Records from a point-labeling set
....

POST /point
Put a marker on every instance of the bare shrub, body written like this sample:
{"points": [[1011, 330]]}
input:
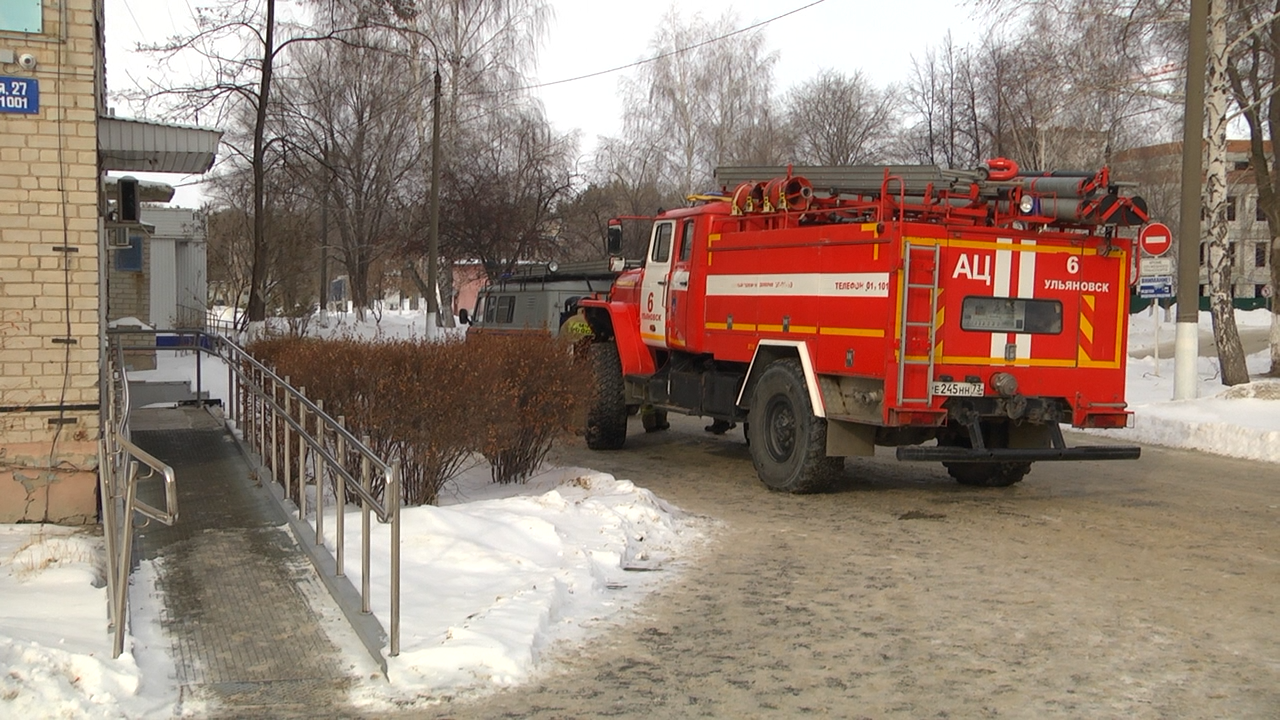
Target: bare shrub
{"points": [[430, 405], [536, 391]]}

....

- _What you are asked to do_
Edit the listing above, replacing "bare shrub" with "leafless bush" everywhere and keeping everything else the same. Omit the pictures from your answer.

- _Finished answer_
POST /point
Put a marker on every instance of the leafless bush, body written like this sample:
{"points": [[1011, 330]]}
input:
Target: leafless bush
{"points": [[430, 405], [536, 391]]}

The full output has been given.